_Dataset records_.
----

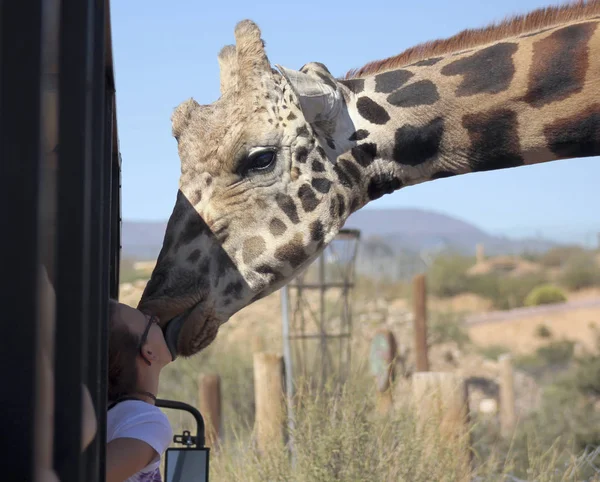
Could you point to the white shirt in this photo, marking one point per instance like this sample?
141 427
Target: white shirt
143 421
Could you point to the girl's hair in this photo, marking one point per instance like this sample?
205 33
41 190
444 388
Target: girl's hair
123 349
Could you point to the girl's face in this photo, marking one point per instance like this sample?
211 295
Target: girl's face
154 348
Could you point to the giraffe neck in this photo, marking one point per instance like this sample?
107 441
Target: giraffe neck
519 101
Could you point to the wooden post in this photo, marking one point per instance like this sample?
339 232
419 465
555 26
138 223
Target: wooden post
420 323
382 359
442 411
269 401
209 399
508 417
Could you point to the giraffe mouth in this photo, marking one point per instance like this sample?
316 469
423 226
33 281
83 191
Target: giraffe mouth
172 329
191 331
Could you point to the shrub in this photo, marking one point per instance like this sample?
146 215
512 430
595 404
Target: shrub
505 292
493 351
544 295
580 272
543 331
447 275
557 257
446 327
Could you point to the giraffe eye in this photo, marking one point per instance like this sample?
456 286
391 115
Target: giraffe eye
261 161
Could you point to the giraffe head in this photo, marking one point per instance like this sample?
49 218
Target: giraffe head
256 201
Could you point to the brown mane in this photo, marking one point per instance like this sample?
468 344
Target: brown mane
510 27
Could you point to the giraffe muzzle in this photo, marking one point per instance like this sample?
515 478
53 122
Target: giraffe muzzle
172 330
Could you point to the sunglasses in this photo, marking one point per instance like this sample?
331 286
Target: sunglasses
152 320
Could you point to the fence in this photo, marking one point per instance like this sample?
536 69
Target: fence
437 396
60 184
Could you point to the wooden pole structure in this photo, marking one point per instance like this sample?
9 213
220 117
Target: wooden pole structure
209 399
420 323
442 411
382 359
269 401
508 417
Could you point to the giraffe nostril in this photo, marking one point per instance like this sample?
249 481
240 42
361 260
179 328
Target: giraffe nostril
156 282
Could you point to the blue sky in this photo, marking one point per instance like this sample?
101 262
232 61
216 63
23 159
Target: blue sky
166 52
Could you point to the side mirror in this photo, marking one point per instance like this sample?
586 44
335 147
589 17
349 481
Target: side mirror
189 464
186 465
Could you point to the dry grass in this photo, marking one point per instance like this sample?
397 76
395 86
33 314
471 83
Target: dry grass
339 435
521 335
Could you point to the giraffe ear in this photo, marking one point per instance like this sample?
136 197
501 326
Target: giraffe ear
319 99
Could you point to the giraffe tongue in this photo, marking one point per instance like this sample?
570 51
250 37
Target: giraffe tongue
171 331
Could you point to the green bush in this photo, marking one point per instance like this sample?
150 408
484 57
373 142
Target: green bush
543 331
549 358
505 292
580 272
544 295
447 275
557 257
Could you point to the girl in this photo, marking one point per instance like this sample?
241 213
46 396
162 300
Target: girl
138 432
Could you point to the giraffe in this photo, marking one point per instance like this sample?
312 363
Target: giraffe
273 168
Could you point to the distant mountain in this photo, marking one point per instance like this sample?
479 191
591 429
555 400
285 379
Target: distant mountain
416 230
385 234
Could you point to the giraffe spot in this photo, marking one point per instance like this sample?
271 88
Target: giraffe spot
194 227
318 166
287 205
302 131
494 140
560 62
365 153
295 173
301 154
223 262
414 144
307 198
293 252
327 80
321 184
268 270
487 71
427 62
277 227
381 184
252 248
341 205
372 111
442 174
577 136
350 168
389 81
423 92
343 177
359 135
194 256
337 206
355 85
316 231
234 289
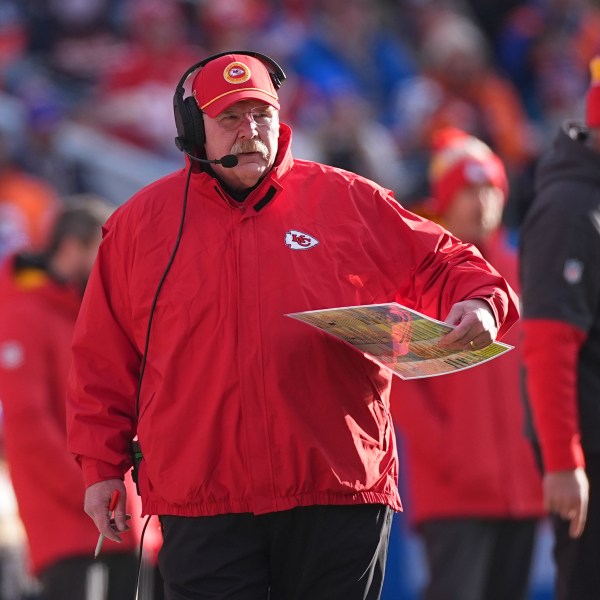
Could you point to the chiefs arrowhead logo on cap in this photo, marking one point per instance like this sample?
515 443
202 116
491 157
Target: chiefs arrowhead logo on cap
236 73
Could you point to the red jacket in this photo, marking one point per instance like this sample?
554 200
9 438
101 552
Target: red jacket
37 317
243 409
467 453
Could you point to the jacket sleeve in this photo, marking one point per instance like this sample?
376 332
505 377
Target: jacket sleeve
102 384
560 290
33 426
447 271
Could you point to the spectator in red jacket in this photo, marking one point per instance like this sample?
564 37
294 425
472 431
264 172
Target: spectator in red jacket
40 297
474 488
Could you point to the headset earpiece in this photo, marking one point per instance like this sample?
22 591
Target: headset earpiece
189 123
188 116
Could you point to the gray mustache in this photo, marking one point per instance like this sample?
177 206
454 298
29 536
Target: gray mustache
250 146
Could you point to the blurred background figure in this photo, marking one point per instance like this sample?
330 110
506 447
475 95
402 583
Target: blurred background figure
27 203
40 295
474 491
560 258
15 581
458 86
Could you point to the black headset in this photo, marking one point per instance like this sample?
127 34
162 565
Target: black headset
188 116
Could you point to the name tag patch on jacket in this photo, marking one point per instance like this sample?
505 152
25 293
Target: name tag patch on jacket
573 271
12 355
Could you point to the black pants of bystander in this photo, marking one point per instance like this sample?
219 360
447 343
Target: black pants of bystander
316 553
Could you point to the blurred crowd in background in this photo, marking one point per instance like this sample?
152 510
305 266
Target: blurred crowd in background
86 91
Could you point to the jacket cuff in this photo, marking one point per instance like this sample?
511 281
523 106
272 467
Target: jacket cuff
97 470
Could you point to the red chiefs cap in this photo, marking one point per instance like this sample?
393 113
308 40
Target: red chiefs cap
231 78
459 160
593 95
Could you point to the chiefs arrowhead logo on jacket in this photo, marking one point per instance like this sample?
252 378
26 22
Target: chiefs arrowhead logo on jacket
297 240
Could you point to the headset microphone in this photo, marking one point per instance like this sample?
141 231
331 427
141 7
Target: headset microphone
228 161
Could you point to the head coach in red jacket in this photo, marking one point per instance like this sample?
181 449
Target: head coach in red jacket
268 449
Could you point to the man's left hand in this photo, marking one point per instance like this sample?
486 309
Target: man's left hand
475 326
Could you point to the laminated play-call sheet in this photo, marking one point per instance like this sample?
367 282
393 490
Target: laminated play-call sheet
398 338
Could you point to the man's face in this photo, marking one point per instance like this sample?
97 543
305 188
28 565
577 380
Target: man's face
475 213
253 138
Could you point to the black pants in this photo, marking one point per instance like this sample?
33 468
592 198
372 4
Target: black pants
478 559
316 553
112 576
578 561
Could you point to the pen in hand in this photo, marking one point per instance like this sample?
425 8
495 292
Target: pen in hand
111 507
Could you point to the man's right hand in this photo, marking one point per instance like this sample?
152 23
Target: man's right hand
566 494
97 500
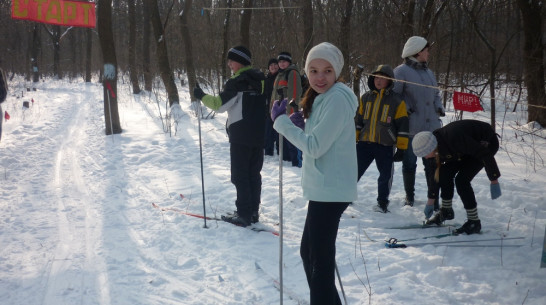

----

_Exercise instructions_. Copy the data above word for word, from the line with "Could you point to the head coach" through the end of the data, and leave out any picture.

_Final answer_.
Could you point to the head coach in red jacket in this photo, marking one point per instance like this sample?
181 449
Target: head coach in red jacket
268 449
Could you point to the man's left hand in this photo, marking one point per instance like this sample?
486 309
Target: man's left hand
475 326
Could you point to the laminated play-call sheet in this photo, marking one point per instance like this sample?
367 282
393 490
Target: laminated play-call sheet
398 338
Could you point to the man's face in this photo, marking one point per instance like this sample?
97 543
305 188
28 565
577 380
Target: man's face
475 213
253 138
Could you point to the black pants in this photo, marking one point per instance like this sample?
33 468
592 198
372 4
Target: black pants
478 559
316 553
112 576
578 561
Could you point to the pen in hand in this photo, marking one point per instance like this sample?
425 8
495 292
Target: pen in hand
111 507
Could you point to the man's right hand in this photo, marking one point per instance like this sample?
152 23
Target: man's right hand
566 494
97 500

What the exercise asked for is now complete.